**Task to carry out**
Copy out everything from the record that starts with "Could you identify the large orange" down to the end of the records, requests included, with each coordinate in the answers multiplied by 0.6 and rounded to a whole number, halves rounded up. Leave every other number unchanged.
[BEGIN]
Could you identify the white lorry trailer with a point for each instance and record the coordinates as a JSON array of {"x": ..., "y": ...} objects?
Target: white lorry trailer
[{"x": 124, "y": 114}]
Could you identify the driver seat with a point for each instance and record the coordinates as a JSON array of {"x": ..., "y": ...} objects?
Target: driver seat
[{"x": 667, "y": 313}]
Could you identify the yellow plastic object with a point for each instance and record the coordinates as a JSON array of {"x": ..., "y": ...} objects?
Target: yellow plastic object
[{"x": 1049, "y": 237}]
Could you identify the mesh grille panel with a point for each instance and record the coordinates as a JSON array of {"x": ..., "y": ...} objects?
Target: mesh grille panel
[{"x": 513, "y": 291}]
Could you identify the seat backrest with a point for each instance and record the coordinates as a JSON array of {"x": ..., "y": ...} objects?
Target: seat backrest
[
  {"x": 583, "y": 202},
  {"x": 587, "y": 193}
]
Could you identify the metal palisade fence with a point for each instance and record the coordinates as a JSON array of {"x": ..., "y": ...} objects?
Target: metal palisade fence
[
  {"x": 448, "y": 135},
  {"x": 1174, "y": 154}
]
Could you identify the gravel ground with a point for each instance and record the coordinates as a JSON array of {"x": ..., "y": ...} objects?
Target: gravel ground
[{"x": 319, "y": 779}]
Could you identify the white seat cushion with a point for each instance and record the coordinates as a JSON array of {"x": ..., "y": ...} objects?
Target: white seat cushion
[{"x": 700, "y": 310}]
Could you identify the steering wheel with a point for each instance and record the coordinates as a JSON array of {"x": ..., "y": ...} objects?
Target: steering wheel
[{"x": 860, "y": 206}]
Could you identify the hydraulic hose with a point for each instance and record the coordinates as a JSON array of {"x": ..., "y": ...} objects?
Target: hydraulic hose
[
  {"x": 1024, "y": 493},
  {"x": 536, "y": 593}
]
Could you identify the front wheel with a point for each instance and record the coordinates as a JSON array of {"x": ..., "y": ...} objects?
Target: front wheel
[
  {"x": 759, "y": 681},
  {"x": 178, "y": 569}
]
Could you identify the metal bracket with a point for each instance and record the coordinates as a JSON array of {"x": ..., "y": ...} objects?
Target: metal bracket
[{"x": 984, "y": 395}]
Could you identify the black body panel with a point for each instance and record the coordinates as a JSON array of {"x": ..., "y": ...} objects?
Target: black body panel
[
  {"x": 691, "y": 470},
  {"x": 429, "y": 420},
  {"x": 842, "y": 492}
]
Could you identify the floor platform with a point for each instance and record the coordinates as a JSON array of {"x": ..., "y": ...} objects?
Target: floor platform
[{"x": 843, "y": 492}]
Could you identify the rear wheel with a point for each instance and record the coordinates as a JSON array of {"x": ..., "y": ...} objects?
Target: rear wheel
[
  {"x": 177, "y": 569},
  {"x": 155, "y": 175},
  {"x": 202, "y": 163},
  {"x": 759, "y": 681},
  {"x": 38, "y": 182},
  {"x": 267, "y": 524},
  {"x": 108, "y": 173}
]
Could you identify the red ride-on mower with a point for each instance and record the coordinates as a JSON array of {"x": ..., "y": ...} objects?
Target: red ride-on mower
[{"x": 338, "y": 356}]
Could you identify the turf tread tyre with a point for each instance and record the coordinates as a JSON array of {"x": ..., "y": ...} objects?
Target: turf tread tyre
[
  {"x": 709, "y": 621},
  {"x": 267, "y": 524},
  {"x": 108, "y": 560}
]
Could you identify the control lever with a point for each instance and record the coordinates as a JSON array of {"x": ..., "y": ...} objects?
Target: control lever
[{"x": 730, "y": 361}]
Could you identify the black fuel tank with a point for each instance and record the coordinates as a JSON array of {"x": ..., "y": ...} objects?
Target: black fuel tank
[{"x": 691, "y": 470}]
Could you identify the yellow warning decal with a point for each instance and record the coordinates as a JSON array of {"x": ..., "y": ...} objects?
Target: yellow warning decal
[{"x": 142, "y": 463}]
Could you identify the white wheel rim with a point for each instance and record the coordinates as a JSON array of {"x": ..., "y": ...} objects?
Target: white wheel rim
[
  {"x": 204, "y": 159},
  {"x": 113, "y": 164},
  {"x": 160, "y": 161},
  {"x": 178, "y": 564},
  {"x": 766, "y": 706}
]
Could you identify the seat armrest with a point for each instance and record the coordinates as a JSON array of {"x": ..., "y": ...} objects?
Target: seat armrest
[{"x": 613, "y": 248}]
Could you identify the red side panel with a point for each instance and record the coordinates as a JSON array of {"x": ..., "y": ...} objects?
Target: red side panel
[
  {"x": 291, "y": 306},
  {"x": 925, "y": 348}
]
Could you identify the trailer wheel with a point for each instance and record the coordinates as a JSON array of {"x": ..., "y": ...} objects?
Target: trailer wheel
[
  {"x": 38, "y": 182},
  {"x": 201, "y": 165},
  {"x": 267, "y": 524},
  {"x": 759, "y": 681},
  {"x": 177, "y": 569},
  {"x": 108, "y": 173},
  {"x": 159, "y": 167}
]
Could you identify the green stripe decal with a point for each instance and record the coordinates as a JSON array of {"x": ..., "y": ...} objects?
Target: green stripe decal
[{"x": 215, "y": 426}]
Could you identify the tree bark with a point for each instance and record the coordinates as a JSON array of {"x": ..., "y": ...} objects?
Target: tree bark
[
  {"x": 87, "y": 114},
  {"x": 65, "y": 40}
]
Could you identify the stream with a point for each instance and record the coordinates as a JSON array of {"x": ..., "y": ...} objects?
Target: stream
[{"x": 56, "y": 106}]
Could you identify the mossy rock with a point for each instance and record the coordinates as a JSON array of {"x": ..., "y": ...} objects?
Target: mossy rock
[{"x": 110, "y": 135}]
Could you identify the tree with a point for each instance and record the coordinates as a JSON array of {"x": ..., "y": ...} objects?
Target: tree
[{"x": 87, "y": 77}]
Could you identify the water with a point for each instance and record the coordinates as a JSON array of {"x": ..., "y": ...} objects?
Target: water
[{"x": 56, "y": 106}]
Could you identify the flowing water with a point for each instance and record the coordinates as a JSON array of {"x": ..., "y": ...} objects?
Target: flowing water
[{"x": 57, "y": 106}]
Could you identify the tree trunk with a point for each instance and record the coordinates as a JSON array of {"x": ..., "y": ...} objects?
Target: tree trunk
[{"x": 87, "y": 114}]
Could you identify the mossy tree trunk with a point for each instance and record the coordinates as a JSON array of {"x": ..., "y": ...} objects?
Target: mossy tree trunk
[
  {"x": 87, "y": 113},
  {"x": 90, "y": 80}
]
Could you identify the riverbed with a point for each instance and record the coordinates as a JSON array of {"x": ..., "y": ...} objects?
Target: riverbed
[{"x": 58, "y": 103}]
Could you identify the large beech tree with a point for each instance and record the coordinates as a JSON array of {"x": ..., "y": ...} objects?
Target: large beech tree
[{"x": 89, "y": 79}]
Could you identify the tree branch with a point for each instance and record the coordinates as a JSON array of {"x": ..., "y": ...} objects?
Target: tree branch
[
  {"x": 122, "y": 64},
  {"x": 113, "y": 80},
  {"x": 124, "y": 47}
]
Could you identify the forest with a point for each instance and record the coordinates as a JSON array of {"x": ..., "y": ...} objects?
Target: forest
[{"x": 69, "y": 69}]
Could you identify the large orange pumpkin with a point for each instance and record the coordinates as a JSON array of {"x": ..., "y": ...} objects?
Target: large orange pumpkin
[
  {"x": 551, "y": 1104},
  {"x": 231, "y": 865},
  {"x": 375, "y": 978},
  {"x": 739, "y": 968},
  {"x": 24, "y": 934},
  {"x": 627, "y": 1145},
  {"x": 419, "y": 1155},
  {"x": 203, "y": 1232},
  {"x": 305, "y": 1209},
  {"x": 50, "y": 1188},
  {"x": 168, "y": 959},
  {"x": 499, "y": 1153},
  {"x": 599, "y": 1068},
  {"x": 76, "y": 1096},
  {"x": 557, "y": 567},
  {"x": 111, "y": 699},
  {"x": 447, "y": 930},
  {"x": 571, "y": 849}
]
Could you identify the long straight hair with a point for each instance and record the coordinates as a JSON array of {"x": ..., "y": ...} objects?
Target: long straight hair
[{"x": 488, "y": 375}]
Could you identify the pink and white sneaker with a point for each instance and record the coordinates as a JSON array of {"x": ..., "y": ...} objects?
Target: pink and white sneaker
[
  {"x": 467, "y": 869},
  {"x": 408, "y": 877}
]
[END]
**Answer to this task**
Could you identify the large orange pumpkin with a point for each instance and record the coordinates as a JSON array of {"x": ..., "y": ...} objects?
Target: large orange pumpkin
[
  {"x": 331, "y": 662},
  {"x": 139, "y": 519},
  {"x": 225, "y": 587},
  {"x": 443, "y": 581},
  {"x": 14, "y": 560},
  {"x": 376, "y": 687},
  {"x": 251, "y": 693},
  {"x": 122, "y": 739},
  {"x": 183, "y": 725},
  {"x": 30, "y": 713},
  {"x": 101, "y": 575},
  {"x": 299, "y": 692},
  {"x": 359, "y": 641},
  {"x": 46, "y": 658},
  {"x": 334, "y": 340},
  {"x": 67, "y": 419},
  {"x": 268, "y": 558},
  {"x": 343, "y": 509}
]
Could you identify the long straight hair with a point for each instance and record the coordinates as a JSON array of {"x": ..., "y": ...} objects?
Target: long straight hair
[{"x": 293, "y": 225}]
Could you identify the pink and white sneaker with a point for each instance and record the coordinates as a JSON array of {"x": ..., "y": ...} objects?
Target: pink and white sneaker
[
  {"x": 280, "y": 521},
  {"x": 245, "y": 526}
]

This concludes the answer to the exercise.